[Image location labeling entries]

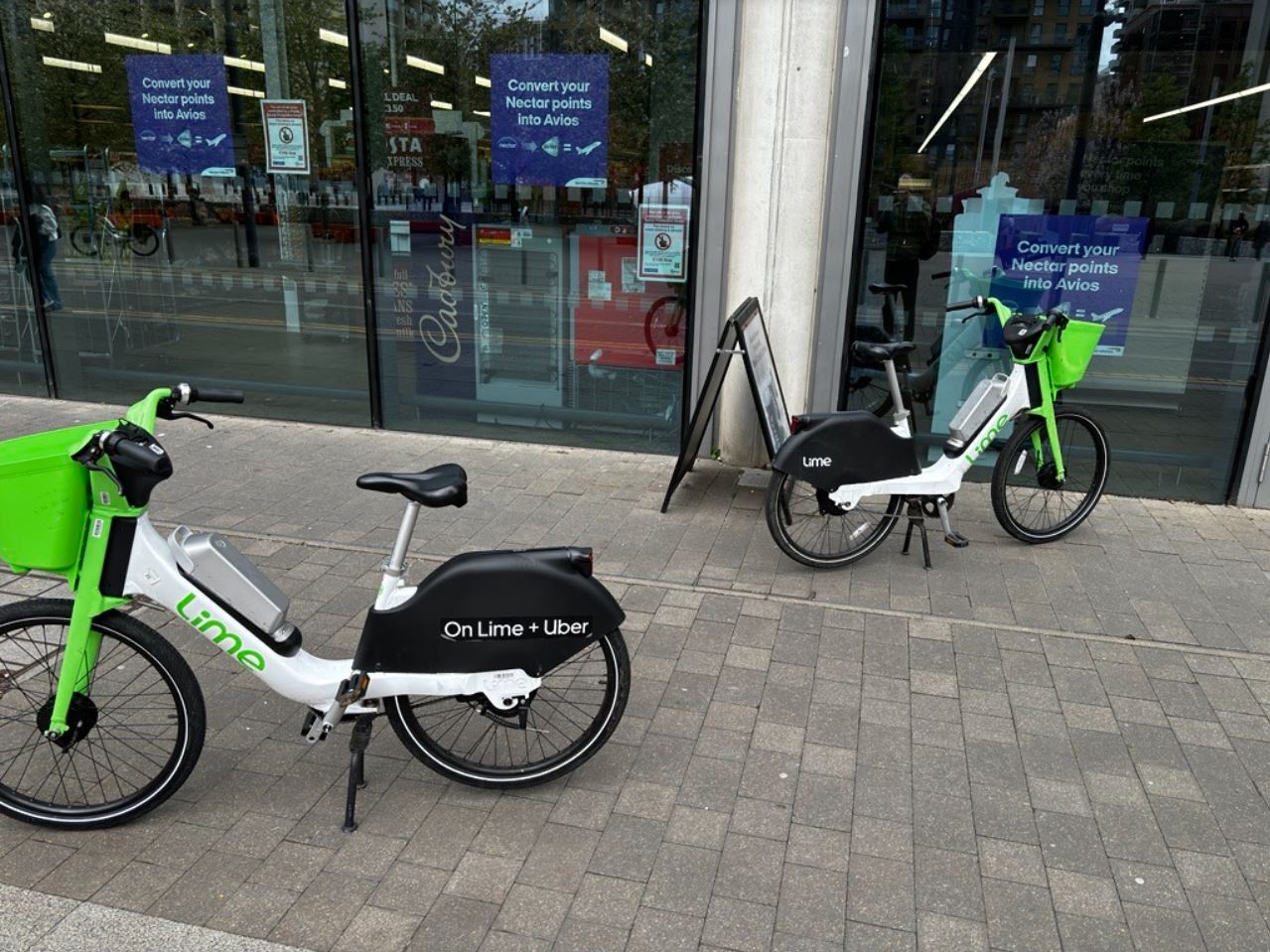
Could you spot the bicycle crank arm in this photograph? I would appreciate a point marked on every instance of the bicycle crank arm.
(351, 691)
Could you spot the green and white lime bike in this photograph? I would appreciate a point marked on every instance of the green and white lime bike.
(499, 669)
(841, 479)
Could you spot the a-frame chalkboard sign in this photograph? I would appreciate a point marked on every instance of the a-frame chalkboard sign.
(743, 334)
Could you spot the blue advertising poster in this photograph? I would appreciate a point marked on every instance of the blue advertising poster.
(549, 118)
(181, 113)
(1087, 262)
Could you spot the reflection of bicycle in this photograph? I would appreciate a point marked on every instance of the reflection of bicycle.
(499, 669)
(866, 383)
(665, 328)
(840, 481)
(90, 236)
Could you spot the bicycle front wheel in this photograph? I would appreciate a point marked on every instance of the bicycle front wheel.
(1028, 497)
(135, 733)
(144, 240)
(553, 732)
(811, 528)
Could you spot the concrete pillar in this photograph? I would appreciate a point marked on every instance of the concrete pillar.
(785, 76)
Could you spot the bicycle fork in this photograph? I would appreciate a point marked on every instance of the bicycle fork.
(82, 645)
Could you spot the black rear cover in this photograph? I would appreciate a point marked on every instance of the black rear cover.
(488, 611)
(833, 450)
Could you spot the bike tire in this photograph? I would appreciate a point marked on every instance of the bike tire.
(437, 754)
(778, 501)
(162, 747)
(1013, 477)
(84, 240)
(144, 240)
(658, 323)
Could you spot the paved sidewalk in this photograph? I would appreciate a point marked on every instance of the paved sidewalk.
(880, 758)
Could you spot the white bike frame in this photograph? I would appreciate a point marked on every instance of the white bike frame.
(943, 476)
(303, 677)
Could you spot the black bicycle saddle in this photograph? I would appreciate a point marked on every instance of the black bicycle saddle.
(869, 350)
(438, 486)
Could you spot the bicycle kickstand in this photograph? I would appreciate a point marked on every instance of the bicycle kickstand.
(357, 744)
(917, 519)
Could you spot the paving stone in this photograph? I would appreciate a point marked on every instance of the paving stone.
(1086, 934)
(1019, 916)
(606, 898)
(1228, 924)
(581, 936)
(529, 910)
(659, 930)
(880, 892)
(455, 924)
(1083, 895)
(947, 883)
(374, 929)
(737, 924)
(946, 933)
(559, 859)
(682, 880)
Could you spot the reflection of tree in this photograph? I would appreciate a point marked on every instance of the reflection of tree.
(1124, 159)
(1238, 127)
(895, 133)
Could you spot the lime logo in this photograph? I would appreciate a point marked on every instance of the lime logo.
(221, 636)
(987, 438)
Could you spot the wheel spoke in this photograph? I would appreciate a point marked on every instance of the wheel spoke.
(468, 734)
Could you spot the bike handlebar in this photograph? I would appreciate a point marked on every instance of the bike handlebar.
(216, 395)
(151, 459)
(978, 304)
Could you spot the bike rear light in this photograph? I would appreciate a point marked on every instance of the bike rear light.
(583, 560)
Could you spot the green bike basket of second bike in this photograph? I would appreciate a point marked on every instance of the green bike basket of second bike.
(44, 500)
(1070, 351)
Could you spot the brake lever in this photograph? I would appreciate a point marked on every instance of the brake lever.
(187, 415)
(87, 457)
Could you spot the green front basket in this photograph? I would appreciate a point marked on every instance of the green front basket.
(44, 500)
(1070, 351)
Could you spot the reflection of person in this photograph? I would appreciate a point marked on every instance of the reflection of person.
(911, 237)
(1238, 228)
(1260, 236)
(44, 227)
(194, 195)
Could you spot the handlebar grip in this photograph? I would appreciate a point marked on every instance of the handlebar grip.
(151, 457)
(216, 395)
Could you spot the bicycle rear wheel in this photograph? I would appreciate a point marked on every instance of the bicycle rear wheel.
(561, 724)
(135, 734)
(1028, 497)
(811, 528)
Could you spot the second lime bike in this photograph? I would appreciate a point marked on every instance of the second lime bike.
(843, 479)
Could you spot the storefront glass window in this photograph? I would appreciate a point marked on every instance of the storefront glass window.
(22, 368)
(190, 247)
(1129, 181)
(532, 181)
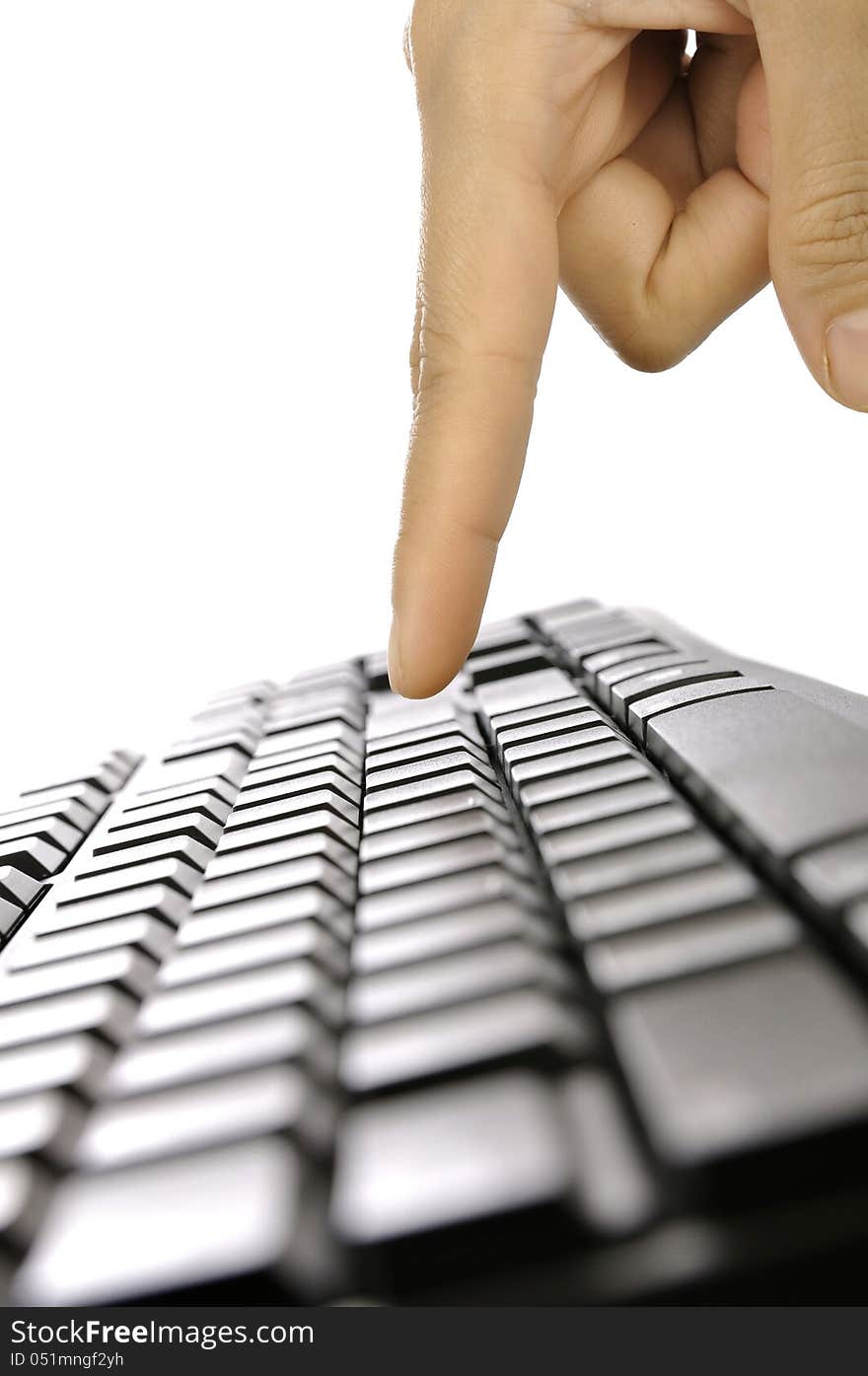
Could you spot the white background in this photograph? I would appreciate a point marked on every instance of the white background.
(206, 264)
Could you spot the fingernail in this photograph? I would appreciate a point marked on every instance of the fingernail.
(394, 658)
(846, 359)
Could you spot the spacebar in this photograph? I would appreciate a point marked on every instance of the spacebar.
(787, 772)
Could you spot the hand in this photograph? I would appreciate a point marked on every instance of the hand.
(570, 140)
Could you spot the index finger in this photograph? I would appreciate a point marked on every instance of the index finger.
(487, 285)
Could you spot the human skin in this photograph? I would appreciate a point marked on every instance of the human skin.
(570, 140)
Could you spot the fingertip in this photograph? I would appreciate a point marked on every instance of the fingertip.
(440, 584)
(846, 359)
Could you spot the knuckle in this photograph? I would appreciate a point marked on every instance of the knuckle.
(829, 229)
(648, 348)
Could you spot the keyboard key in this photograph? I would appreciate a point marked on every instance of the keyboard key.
(170, 873)
(300, 905)
(323, 735)
(443, 723)
(550, 713)
(623, 655)
(199, 793)
(498, 1145)
(661, 901)
(252, 950)
(277, 1098)
(290, 848)
(584, 780)
(526, 1025)
(279, 1035)
(449, 804)
(300, 769)
(640, 686)
(345, 750)
(427, 749)
(418, 789)
(108, 776)
(668, 702)
(791, 775)
(615, 1188)
(595, 807)
(98, 1009)
(23, 1197)
(168, 848)
(633, 864)
(52, 830)
(167, 815)
(171, 832)
(607, 679)
(388, 777)
(274, 878)
(10, 915)
(34, 1123)
(68, 811)
(835, 873)
(17, 888)
(122, 968)
(226, 765)
(588, 734)
(453, 978)
(472, 822)
(746, 1057)
(295, 807)
(329, 779)
(604, 746)
(445, 933)
(76, 1258)
(136, 932)
(592, 838)
(32, 856)
(250, 991)
(689, 946)
(526, 690)
(506, 664)
(45, 802)
(418, 901)
(156, 901)
(70, 1061)
(431, 863)
(547, 728)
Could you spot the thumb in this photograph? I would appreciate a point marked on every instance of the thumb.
(815, 56)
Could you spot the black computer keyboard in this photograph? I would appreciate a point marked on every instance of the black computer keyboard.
(549, 989)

#### PROMPT
Across all the records, switch every "photograph" to "image" and rewrite the lines with everything else unchanged, leaving out the pictures.

#### RESPONSE BELOW
Could you spot the bicycle crank arm in this image? I would appreciate a point marked on every instance of the bicycle crank arm.
(351, 691)
Could you spot the green and white lime bike in this image? I would appreciate a point marked on every instance of the green and white lime bike.
(499, 669)
(841, 479)
Could you spot the a-frame chalkboard sign in this image? I would appreciate a point marked on every instance of the a-frame chalkboard sign.
(743, 334)
Could you spot the blue advertising poster in this image? I would appreciate a point marked on every instance of the blue advertising poster.
(549, 118)
(181, 113)
(1087, 262)
Could you spot the reflection of bicycle in this image? I would appreciate a point marked on every instance of the reflection of bicycle.
(499, 669)
(866, 383)
(665, 328)
(840, 481)
(90, 236)
Could you spot the bicycle front wheel in this image? I would appreciate a point marked on every instance of the bicycle front wheel.
(1028, 497)
(135, 733)
(144, 240)
(553, 732)
(811, 528)
Could you spot the concrete pillar in this image? I would appreciate a point marked on every instance of the concrete pillar.
(785, 76)
Could you spot the bicycle fork in this image? I would appreciate a point marked on every instance of the bicycle fork.
(82, 645)
Could you spot the black rear cover in this image? I would appreciate a point marked on every instance of the black rear cover.
(488, 611)
(833, 450)
Could you spot the bike tire in this image? I would appreciate a point marked on every instance of the bike tire.
(437, 754)
(778, 501)
(162, 747)
(1013, 477)
(84, 240)
(144, 240)
(658, 323)
Could you spot the paved sidewalk in this image? I would appreciate a point marked on every instance of the paved sidewalk.
(880, 758)
Could you spot the white bike frame in this image? I would appreciate a point marked on every instance of the white bike frame.
(943, 476)
(303, 677)
Could you spot the black bicycle saddle in this image? I would appreciate a point marked on every instance of the black bicycle saddle.
(869, 350)
(438, 486)
Could you spot the bicycle kickstand in this image? I would appreciate a point marked on every instance of the bicycle kickstand.
(357, 744)
(917, 519)
Could you spot the paving stone in this image? I would appreciate a point marked on every instance of the paving stone.
(1086, 934)
(1019, 916)
(606, 898)
(1228, 924)
(581, 936)
(529, 910)
(659, 930)
(880, 892)
(455, 924)
(1083, 895)
(947, 883)
(374, 929)
(737, 924)
(946, 933)
(559, 859)
(682, 880)
Could you spot the reflection of tree in this image? I would appreciate a point marked on every instance of the reflection of tree.
(1124, 159)
(1238, 127)
(895, 133)
Could you spot the lime logo in this image? I would appreciate a point marked on every instance of the lime logo.
(221, 636)
(987, 438)
Could you spot the wheel spoke in this image? I would appreciate a point marked on every instance of the wheel spoke.
(468, 734)
Could you spot the bike handlebar in this image? I would appreciate a point marked on every instance of the bike handlebar.
(216, 395)
(151, 459)
(978, 304)
Could you spot the bike rear light in this image? I would appreciate a point marked on every instance of the bike rear light.
(583, 560)
Could you spot the green bike basket of second bike in this image? I would appreciate a point marked on every instance of the green bike basket of second bike.
(44, 500)
(1070, 351)
Could you spot the brake lever in this image? I would appreciate a point marked on every instance of the brake lever.
(187, 415)
(87, 457)
Could you spot the green front basket in this image? I would appreciate a point marked on every instance of the green front basket.
(44, 500)
(1070, 351)
Could you spot the reflection of person in this image? I would appreciate a point marked on every instance of the reflection of person.
(911, 237)
(1238, 228)
(1260, 236)
(44, 227)
(194, 195)
Could you spot the handlebar grip in this image? I would appreciate a point marked on every instance of the handlebar grip.
(151, 457)
(216, 395)
Could you spot the bicycle rear wheel in this image? I would appreciate a point marked on every instance of the bicycle rear wheel.
(561, 724)
(135, 734)
(1028, 497)
(811, 528)
Could you spot the second lime bike in this image? I would appreciate a point marked on every instance of the second lime bike.
(843, 479)
Could you spot the storefront glass window in this image? I would appreciate a point marked on every instance of the storefront glass window.
(22, 368)
(190, 247)
(1129, 181)
(532, 181)
Could you spot the white background in this image? I would appreciate a point marked on every instance of the white background.
(206, 264)
Could you spot the fingernail in this image? I would appreciate a point marked on every instance of the fingernail.
(394, 658)
(846, 359)
Could you spot the spacebar in this image? I would appreciate a point marked on every instance of the spacebar.
(787, 772)
Could you spot the hand in this image? I would appreciate a point marked on every instance of the hand.
(570, 140)
Could you spot the index finger in this image? I would appreciate a point marked on every instance of the index finger.
(487, 285)
Could you spot the human skin in this image? I would appreciate a point marked on every instance of the human skin.
(570, 140)
Could you spot the fingertip in this image? I would appreciate a point marked on every instance of the fingertip.
(440, 584)
(846, 359)
Could you spot the knuckle in this image? I would appreciate a point marked on every instance of the knuckle.
(829, 229)
(648, 348)
Could you spot the keyboard key in this image? I would appreciate a point marked on every instance of the keyboard key.
(170, 873)
(300, 905)
(323, 735)
(443, 723)
(550, 713)
(623, 655)
(199, 793)
(498, 1145)
(661, 901)
(252, 950)
(277, 1098)
(290, 848)
(584, 780)
(526, 1025)
(279, 1035)
(449, 804)
(300, 769)
(640, 686)
(345, 750)
(427, 749)
(418, 789)
(108, 776)
(668, 702)
(791, 775)
(615, 1188)
(595, 807)
(98, 1009)
(23, 1197)
(168, 848)
(633, 864)
(52, 830)
(167, 815)
(171, 832)
(607, 679)
(388, 777)
(274, 878)
(10, 915)
(34, 1123)
(68, 811)
(835, 873)
(17, 888)
(122, 968)
(226, 765)
(588, 734)
(453, 978)
(472, 822)
(746, 1057)
(295, 807)
(329, 779)
(604, 746)
(445, 933)
(76, 1258)
(136, 932)
(592, 838)
(32, 856)
(250, 991)
(689, 946)
(526, 690)
(506, 664)
(45, 802)
(418, 901)
(156, 901)
(70, 1061)
(431, 863)
(547, 728)
Could you spot the thumb in this image? I would appreciate a point marked on every instance of the thumb.
(815, 56)
Could you spot the black computer keyboard in this image? I would appreciate a point marked on every instance of the black computer keyboard.
(549, 989)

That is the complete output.